What is required:
Pick out each line of the items below that contains the string "cloud", with case taken into account.

(Annotation data for object locations)
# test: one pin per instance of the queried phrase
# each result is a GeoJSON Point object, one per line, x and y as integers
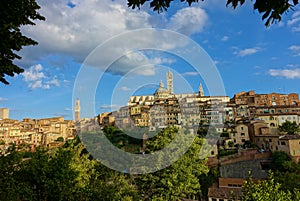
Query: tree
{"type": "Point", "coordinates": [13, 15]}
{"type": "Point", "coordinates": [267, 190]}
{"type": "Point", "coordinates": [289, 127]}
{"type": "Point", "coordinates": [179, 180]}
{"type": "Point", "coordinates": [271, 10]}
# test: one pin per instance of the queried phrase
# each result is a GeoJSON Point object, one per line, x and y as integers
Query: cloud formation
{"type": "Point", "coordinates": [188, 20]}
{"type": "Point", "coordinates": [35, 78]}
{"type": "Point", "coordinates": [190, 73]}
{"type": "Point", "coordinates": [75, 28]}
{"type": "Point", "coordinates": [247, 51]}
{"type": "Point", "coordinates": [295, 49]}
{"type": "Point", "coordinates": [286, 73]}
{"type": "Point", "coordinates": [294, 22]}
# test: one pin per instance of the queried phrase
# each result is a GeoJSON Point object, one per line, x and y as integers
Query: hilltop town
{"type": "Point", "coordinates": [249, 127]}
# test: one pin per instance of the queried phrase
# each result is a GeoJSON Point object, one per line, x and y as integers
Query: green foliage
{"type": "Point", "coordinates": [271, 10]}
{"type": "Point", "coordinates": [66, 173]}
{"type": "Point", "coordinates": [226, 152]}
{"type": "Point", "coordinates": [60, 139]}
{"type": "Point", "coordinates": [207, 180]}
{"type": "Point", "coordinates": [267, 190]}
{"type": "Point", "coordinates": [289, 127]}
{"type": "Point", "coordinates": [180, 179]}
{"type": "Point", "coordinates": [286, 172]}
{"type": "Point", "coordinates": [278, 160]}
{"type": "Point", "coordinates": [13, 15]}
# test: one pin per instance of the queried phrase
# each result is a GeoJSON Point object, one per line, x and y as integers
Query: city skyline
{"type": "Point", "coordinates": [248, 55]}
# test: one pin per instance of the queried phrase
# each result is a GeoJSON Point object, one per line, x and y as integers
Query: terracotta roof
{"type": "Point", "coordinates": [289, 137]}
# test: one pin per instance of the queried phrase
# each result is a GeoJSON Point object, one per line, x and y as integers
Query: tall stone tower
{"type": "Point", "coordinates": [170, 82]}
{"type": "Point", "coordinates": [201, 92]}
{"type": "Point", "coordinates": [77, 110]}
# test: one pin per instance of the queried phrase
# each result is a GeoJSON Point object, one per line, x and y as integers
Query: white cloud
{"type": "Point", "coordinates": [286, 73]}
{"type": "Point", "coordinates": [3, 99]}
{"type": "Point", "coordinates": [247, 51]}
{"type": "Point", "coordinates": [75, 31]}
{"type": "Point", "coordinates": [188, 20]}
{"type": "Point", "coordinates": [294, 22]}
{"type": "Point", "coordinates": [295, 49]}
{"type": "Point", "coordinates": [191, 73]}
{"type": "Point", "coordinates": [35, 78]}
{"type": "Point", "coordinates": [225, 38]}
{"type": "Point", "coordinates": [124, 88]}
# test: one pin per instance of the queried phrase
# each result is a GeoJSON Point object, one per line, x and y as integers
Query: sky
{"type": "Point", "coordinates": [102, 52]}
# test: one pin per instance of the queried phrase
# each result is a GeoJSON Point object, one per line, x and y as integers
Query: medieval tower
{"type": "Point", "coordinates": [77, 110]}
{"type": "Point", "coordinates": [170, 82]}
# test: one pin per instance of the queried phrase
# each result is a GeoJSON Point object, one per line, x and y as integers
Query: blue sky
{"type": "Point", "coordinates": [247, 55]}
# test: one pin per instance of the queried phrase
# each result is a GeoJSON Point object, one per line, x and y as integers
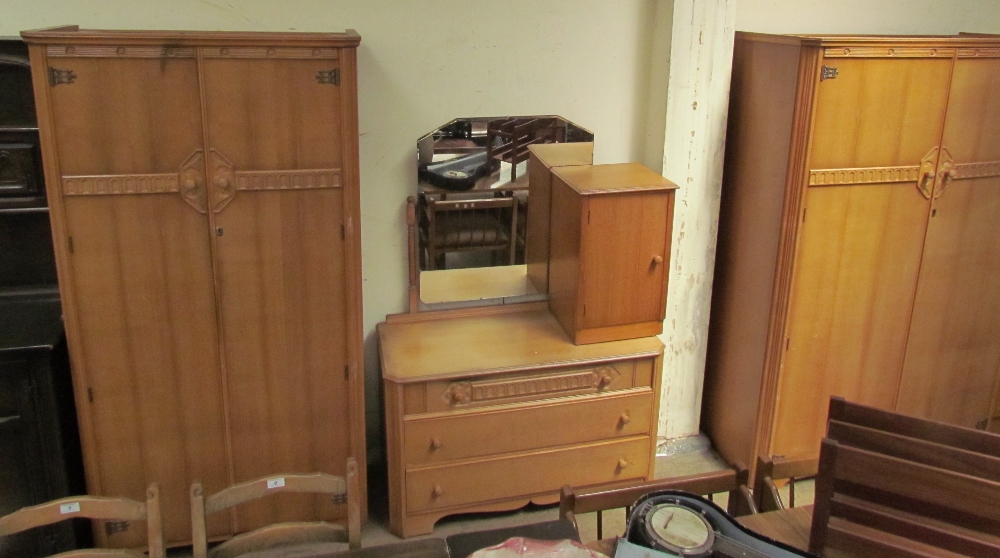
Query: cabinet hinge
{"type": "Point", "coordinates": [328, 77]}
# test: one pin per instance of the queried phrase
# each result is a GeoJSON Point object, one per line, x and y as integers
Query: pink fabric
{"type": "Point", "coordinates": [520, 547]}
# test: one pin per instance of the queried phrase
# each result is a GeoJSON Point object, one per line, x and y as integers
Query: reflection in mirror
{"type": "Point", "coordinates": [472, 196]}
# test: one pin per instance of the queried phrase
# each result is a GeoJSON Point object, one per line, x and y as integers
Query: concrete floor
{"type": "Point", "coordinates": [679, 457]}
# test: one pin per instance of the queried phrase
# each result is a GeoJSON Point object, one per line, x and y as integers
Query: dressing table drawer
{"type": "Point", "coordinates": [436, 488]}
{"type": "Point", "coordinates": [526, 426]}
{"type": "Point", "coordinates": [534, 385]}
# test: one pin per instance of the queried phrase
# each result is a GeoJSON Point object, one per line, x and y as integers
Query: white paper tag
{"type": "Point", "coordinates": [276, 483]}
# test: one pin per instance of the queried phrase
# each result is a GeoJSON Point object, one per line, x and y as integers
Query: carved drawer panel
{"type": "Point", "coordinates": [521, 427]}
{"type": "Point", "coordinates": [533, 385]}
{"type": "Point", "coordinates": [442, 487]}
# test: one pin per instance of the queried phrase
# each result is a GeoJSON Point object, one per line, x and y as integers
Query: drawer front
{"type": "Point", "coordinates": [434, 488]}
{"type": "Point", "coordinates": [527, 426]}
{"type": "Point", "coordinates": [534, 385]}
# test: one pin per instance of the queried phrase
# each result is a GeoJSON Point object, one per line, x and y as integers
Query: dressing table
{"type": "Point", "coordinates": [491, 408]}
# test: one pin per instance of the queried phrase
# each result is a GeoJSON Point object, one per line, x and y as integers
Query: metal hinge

Expected output:
Query: cloud formation
Query: white cloud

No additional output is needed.